### DATASET ROWS
::::::::::
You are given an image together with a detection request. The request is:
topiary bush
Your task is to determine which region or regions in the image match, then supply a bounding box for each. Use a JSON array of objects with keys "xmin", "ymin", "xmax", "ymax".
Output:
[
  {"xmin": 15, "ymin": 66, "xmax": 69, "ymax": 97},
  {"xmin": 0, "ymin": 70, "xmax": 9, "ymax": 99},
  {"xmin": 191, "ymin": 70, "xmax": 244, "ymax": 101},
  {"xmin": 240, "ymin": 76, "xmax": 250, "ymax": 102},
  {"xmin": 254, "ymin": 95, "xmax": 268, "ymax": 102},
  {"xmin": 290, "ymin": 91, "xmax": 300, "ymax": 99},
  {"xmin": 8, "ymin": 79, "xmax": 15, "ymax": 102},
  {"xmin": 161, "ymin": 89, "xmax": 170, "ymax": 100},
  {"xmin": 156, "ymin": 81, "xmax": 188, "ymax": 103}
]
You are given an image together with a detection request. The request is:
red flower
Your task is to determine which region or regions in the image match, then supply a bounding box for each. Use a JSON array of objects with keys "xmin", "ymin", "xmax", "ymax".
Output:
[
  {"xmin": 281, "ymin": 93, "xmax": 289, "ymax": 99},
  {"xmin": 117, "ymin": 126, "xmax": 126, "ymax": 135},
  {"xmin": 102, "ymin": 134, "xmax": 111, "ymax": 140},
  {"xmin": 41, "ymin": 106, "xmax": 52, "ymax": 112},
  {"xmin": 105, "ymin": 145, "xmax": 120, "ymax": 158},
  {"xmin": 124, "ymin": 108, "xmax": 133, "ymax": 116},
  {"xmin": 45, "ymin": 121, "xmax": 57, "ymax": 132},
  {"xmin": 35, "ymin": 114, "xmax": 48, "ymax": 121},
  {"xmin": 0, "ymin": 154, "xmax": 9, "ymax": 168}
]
::::::::::
### AIM
Please give all the lines of the entries above as a numbered list, leaving out blank lines.

### FINAL ANSWER
1. You are given an image together with a detection request. The request is:
2. topiary bush
3. Your task is to determine which region or regions in the image match, then supply a bounding box for each. Use a JSON array of objects with keys "xmin", "ymin", "xmax", "ymax".
4. Output:
5. [
6.   {"xmin": 15, "ymin": 66, "xmax": 69, "ymax": 97},
7.   {"xmin": 0, "ymin": 70, "xmax": 9, "ymax": 99},
8.   {"xmin": 191, "ymin": 70, "xmax": 244, "ymax": 101},
9.   {"xmin": 240, "ymin": 76, "xmax": 250, "ymax": 102},
10.   {"xmin": 254, "ymin": 95, "xmax": 268, "ymax": 102},
11.   {"xmin": 290, "ymin": 91, "xmax": 300, "ymax": 99},
12.   {"xmin": 8, "ymin": 79, "xmax": 15, "ymax": 102},
13.   {"xmin": 161, "ymin": 89, "xmax": 170, "ymax": 100},
14.   {"xmin": 156, "ymin": 81, "xmax": 188, "ymax": 103}
15. ]
16. You are given an image together with a detection request. The request is:
17. red flower
18. Your task is to determine which region or regions in the image match, then supply a bounding box for each. Use a JSON array of objects with keys "xmin", "ymin", "xmax", "ymax".
19. Output:
20. [
21.   {"xmin": 281, "ymin": 93, "xmax": 289, "ymax": 99},
22.   {"xmin": 117, "ymin": 126, "xmax": 126, "ymax": 135},
23.   {"xmin": 102, "ymin": 134, "xmax": 111, "ymax": 140},
24.   {"xmin": 41, "ymin": 106, "xmax": 52, "ymax": 112},
25.   {"xmin": 105, "ymin": 145, "xmax": 120, "ymax": 158},
26.   {"xmin": 124, "ymin": 108, "xmax": 133, "ymax": 116},
27.   {"xmin": 45, "ymin": 121, "xmax": 57, "ymax": 132},
28.   {"xmin": 35, "ymin": 114, "xmax": 48, "ymax": 121},
29.   {"xmin": 0, "ymin": 154, "xmax": 9, "ymax": 168}
30. ]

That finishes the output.